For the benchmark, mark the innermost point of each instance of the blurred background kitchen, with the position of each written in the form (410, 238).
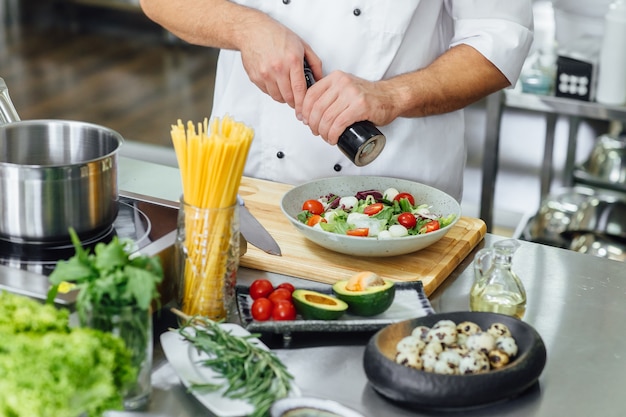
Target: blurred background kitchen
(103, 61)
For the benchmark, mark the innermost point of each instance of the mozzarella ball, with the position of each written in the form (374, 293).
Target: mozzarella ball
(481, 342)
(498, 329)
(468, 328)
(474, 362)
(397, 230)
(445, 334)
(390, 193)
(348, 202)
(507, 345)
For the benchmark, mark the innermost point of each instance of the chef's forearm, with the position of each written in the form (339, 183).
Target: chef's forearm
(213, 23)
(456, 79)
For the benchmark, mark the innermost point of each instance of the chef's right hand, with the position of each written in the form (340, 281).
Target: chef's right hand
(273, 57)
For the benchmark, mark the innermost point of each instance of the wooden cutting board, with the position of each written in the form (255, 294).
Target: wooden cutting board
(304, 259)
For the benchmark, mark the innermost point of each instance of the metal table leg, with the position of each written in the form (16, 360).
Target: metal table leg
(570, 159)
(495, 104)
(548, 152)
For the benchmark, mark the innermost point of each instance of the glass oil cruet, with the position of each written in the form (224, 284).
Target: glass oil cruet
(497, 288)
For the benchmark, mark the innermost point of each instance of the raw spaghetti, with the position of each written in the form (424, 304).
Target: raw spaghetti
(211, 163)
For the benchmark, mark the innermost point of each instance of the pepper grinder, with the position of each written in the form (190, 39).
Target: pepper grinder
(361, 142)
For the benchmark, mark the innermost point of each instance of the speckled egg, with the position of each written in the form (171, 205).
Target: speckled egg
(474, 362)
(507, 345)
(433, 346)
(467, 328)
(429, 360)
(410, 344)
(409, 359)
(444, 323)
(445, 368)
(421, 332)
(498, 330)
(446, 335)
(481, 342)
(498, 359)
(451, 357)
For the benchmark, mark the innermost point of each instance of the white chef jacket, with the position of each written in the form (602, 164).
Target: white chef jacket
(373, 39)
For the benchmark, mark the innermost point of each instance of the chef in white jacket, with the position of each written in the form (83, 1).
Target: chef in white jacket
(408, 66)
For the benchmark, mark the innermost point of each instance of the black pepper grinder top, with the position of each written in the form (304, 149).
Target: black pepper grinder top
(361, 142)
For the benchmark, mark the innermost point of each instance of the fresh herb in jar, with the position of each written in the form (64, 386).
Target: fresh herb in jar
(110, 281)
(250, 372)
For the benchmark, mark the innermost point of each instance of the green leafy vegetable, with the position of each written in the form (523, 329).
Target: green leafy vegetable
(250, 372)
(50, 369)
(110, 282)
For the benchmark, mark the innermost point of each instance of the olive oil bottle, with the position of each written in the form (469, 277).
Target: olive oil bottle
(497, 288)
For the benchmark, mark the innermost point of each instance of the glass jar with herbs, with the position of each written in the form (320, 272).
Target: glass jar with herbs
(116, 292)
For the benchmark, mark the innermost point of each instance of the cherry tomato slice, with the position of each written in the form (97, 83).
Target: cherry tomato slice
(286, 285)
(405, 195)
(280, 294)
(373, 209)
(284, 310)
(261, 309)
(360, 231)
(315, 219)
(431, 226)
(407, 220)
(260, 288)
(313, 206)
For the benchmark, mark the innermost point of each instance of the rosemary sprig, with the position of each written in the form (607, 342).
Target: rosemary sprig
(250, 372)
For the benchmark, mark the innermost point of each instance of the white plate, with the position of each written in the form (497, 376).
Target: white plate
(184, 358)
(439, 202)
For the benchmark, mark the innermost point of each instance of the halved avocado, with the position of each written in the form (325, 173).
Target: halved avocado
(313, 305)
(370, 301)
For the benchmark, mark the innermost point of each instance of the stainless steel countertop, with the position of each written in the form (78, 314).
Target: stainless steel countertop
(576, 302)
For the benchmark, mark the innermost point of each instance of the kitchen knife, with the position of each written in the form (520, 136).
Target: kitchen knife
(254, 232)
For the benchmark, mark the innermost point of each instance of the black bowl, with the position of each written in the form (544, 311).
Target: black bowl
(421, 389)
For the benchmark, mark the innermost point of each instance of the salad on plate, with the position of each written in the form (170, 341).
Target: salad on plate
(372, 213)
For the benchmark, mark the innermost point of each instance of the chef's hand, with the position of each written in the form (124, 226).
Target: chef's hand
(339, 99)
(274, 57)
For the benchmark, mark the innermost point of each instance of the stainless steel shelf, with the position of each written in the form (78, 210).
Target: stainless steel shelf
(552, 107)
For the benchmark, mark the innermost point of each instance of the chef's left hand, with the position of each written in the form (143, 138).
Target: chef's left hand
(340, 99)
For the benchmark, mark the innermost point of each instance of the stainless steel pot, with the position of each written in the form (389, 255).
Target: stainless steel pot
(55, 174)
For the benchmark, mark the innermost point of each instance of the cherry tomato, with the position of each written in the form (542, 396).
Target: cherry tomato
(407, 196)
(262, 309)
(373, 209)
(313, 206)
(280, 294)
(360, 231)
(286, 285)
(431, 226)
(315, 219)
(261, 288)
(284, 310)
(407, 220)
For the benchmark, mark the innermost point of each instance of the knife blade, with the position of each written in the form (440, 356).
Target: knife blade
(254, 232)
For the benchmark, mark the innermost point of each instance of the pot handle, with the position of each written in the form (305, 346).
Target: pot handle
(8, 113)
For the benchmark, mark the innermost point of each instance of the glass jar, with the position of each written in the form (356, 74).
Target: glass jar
------------------------------------------------------------------------
- _Written instruction_: Exclude the pictures. Write out the remaining data exactly.

- _Finished answer_:
For the benchmark, mark the innermost point of each instance of the blurred background kitchen, with the position of each written in the form (410, 238).
Target: blurred background kitchen
(103, 61)
For the benchmark, mark the innermost point of each instance of the mozzarella ball, with the position of each written in the form (374, 293).
Target: mozzarella ball
(481, 342)
(498, 329)
(468, 328)
(474, 362)
(397, 230)
(445, 334)
(390, 193)
(348, 202)
(507, 345)
For the benchmark, mark the innermost point of each instance of the chef's forearm, with the position of each written in the form (339, 183).
Target: chef's forearm
(213, 23)
(456, 79)
For the benchmark, mark the innermost point of each instance of the chef's right hand, with the position of each written in the form (340, 281).
Target: chef's right hand
(273, 57)
For the benchmark, mark the innermost point of each instance of the wooden cutting board, with the position of each written in the form (255, 294).
Target: wooden cutting board
(304, 259)
For the benchmark, mark the innermost point of each instance of the metal table leg, with the position of each written in the form (16, 360).
Target: metal table leg
(570, 159)
(495, 104)
(548, 152)
For the benchmark, mark the innermost point of each instance of the glass oil cruet, with the position of each written in the form (224, 284).
Target: glass oil cruet
(497, 288)
For the benchmark, mark the innermost point of each instance of the raw spaghetti, with the position of each written in the form (424, 304).
Target: raw spaghetti
(211, 163)
For the benchmark, mark the innermost point of each instance of the pepper grinder, with the position of each written in the form (190, 39).
Target: pepper grinder
(361, 142)
For the benchmark, mark the innermost point of each instance of the speckled egg, with the position of each written in the form (171, 205).
Target: speckled egg
(474, 362)
(507, 345)
(433, 346)
(467, 328)
(429, 360)
(410, 344)
(409, 359)
(444, 323)
(445, 368)
(421, 332)
(498, 330)
(446, 335)
(481, 342)
(498, 359)
(451, 357)
For the benchmark, mark the innermost point of each instance of the white chef jacket, with the position of each written in the form (602, 164).
Target: white chef jacket
(373, 39)
For the benchmark, mark the innermost point of each instance of the chef in white jacket, with the position of each written in the form (83, 1).
Target: chef in white jacket
(408, 66)
For the benchmark, mark the innermost point of each instance of the black pepper grinder top, with the position of each written in the form (304, 149).
Target: black pepper grinder top
(361, 142)
For the benchmark, mark the innermost point of each instance of the fresh herb in jar, with the position of each written in the form (64, 386).
Target: fresh herb in jar
(110, 281)
(250, 372)
For the benchmark, mark the innermost point of each instance of the green leafy vegetable, with the position of each written in the form (523, 329).
Target: green leafy vegetable
(250, 372)
(50, 369)
(110, 282)
For the benchmark, mark the innermost point of each instance of the olive oil bottle, with the position of each written in the form (469, 277).
Target: olive oil bottle
(497, 288)
For the benchmark, mark the innermost point of each instance of the glass jar with herbs, with the position of each written in the form (320, 272).
Target: glass jar with herbs
(116, 292)
For the benchmark, mark the innermost point of each instance of the cherry tomato slice, with the position of each written in the form (97, 83).
Target: cherry tomato slice
(286, 285)
(405, 195)
(280, 294)
(373, 209)
(284, 310)
(261, 309)
(360, 231)
(315, 219)
(431, 226)
(407, 220)
(260, 288)
(313, 206)
For the benchmark, mark the innermost point of each instance of the rosemary sprig, with the position of each written in the form (607, 342).
Target: rosemary sprig
(250, 372)
For the benchmark, mark the innermost point of each instance of the white plate, with the position of each written in the form (497, 376).
Target: white plate
(184, 358)
(439, 202)
For the benchmark, mark the innermost point of each instance of the halved avocado, with the position of each written in the form (325, 173).
Target: halved avocado
(313, 305)
(370, 301)
For the benchmark, mark the innermost point of each instance of the stainless steel countertop, with the position of each written in the form (78, 314).
Target: stainless steel countertop
(576, 302)
For the benchmark, mark the innermost point of each instance of the kitchen knife, with the position of each written in the form (520, 136).
Target: kitchen knife
(254, 232)
For the benchmark, mark the innermost point of each instance of the black bowl, with the position of each written in the form (544, 311).
Target: black bowl
(421, 389)
For the benchmark, mark the innermost point of each instance of the salad on plate, with the position of each written in the form (170, 341).
Target: salad on plate
(372, 213)
For the benchmark, mark the innermost point of each instance of the chef's hand, with the position of each written in the form (124, 226).
Target: chef's hand
(339, 99)
(274, 57)
For the benchmark, mark the innermost point of each instance of the stainless steel shelf, with the position of each written in the form (78, 210).
Target: stainless steel shelf
(552, 107)
For the benchmark, mark the innermost point of each instance of the chef's left hand, with the position of each written in the form (143, 138).
Target: chef's left hand
(340, 99)
For the benchmark, mark the innermost point of each instance of the stainless steel pot, with the position of each written in the form (389, 255).
Target: stainless steel pot
(55, 174)
For the benchmark, mark the innermost point of each instance of the cherry tomato, with the position of each written in the form (542, 396).
Target: cherry tomato
(407, 196)
(262, 309)
(373, 209)
(313, 206)
(280, 294)
(360, 231)
(286, 285)
(431, 226)
(315, 219)
(261, 288)
(284, 310)
(407, 220)
For the benchmark, mark the innermost point of each instance of the knife blade, with the position of each written in the form (440, 356).
Target: knife blade
(254, 232)
For the benchmark, mark the innermost point of each instance of the pot handle, with the position of each written in the form (305, 346).
Target: pot handle
(8, 113)
For the benchmark, mark the innermost point of each instance of the glass jar, with the position of each written in the form (356, 74).
Target: glass jar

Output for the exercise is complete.